TEXT PROVIDED:
****************

In 1898 he accepted a position at Sydney University as Acting Professor of History, while Professor Wood was on holiday in England. On 5 January 1899, two days before leaving, he married May Gertrude Sturge, a niece of John Bright and of Joseph Sturge, at the Friends' Meeting Place, Leicester, England. They arrived in Sydney aboard the P & O steamer Oceana in late February.
A second acting Professorship, of Philosophy, arose at Sydney University, which Henderson filled, in 1900 returning to England, living at Kingham, and at Charlbury, in Oxfordshire, the home of his wife's parents.

Early in 1902 Henderson was invited to give a course of lectures in Sydney, and while he was in Australia Professor Douglas peremptorily resigned, and the University of Adelaide offered him the chair of History (or perhaps his friend William Mitchell, professor of English and Philosophy, persuaded him to apply); he accepted and took up residence in North Adelaide. He attempted to persuade his wife to join him, but she repeatedly declined. By 1910 she was living with the newspaper editor Richard Henry Gretton, and Henderson instituted divorce proceedings. Henderson was spending much of his spare time at the Adelaide Club.

****************

(Extracted records)
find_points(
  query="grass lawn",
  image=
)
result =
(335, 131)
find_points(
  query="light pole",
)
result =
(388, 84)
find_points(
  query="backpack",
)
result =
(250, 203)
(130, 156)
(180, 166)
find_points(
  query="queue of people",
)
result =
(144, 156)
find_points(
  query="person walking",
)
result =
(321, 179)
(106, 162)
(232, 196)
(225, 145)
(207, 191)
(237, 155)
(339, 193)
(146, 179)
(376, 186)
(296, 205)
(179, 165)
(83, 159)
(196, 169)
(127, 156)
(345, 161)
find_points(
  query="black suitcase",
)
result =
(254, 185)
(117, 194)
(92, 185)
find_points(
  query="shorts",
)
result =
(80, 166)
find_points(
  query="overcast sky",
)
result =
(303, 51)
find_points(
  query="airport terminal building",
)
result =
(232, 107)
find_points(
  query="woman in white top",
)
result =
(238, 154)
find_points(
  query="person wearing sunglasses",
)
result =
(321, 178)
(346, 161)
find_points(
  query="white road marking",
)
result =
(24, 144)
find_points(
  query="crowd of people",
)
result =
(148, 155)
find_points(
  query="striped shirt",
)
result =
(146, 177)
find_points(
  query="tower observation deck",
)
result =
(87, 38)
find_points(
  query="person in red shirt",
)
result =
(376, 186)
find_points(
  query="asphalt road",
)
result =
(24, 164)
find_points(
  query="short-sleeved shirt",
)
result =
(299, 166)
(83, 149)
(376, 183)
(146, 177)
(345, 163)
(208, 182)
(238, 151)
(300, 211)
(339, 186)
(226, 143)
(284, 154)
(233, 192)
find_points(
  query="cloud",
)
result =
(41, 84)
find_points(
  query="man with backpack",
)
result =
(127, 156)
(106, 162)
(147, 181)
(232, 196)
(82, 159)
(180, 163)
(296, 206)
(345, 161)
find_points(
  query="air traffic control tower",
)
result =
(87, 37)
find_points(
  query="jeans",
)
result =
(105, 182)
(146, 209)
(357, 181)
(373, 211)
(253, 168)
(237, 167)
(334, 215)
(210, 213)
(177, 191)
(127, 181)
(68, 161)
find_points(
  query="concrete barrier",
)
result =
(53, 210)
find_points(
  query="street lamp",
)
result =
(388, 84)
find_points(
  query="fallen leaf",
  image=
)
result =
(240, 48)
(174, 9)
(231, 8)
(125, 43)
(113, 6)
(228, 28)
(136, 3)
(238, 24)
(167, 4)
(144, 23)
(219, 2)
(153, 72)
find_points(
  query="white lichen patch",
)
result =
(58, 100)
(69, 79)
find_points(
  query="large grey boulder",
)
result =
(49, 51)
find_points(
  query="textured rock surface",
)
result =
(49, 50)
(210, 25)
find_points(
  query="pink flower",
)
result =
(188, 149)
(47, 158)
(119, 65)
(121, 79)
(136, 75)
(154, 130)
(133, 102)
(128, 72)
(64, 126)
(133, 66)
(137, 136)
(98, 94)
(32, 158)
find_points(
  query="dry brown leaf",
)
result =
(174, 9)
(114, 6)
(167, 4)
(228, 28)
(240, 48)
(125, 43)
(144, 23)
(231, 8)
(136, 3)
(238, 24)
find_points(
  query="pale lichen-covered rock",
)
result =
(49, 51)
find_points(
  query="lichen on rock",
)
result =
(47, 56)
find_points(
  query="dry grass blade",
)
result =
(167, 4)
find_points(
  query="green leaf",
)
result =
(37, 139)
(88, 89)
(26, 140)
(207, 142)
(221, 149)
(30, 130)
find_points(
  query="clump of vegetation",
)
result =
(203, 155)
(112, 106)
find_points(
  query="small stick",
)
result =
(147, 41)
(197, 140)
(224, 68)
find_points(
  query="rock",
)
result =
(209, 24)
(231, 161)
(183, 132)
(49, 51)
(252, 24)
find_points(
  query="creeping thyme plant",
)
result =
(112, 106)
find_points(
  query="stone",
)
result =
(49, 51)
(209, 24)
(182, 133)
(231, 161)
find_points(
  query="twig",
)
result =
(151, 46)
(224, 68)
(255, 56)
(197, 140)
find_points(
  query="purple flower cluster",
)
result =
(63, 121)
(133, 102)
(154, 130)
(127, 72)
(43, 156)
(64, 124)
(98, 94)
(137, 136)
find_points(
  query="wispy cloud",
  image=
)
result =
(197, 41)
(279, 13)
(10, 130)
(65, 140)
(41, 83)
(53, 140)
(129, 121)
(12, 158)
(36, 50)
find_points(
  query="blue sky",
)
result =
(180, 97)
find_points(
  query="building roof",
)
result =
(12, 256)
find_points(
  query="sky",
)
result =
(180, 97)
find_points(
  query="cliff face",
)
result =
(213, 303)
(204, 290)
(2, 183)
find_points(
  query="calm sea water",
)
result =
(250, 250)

****************

WHAT THIS EXERCISE ASKS:
a) Answer these from the biographical text on Henderson:
(i) Which ship brought Henderson and his wife to Sydney?
(ii) Where did Henderson take up residence after accepting the chair at Adelaide?
(iii) With whom was his wife living by 1910?
b) List every person named in the biographical text on Henderson, apart from Henderson himself.
c) Please resume the biographical text on Henderson, starting after its last sentence.

YOUR RESPONSES:
a)
(i) The P & O steamer Oceana.
(ii) North Adelaide.
(iii) The newspaper editor Richard Henry Gretton.

b) Professor Wood, May Gertrude Sturge, John Bright, Joseph Sturge, Professor Douglas, William Mitchell, Richard Henry Gretton

c)
In 1921 Mrs G. A. Jury made a bequest to the university, which enabled Henderson's dual responsibilities to be divided: A. T. Strong was appointed to the Jury professorship of English Literature in 1922, and Henderson retained the Professorship of Modern History.
On 27 October 1922 Henderson married Dr. Annie Heloise Abel (1873–1947), an English-born Professor of History in America, with an interest in American colonial history.
They settled on a rural property at Blackwood, but she was unhappy; he suffered a nervous breakdown and was hospitalised in June 1923 and insisted she leave him; they divorced on the grounds of incompatibility. Henderson's resignation from the university was accepted reluctantly and he was awarded the title of professor emeritus.

He moved to Dora Creek, New South Wales in 1923. He continued his historical researches; notably on Abel Tasman with M. Wieder, the Dutch historian.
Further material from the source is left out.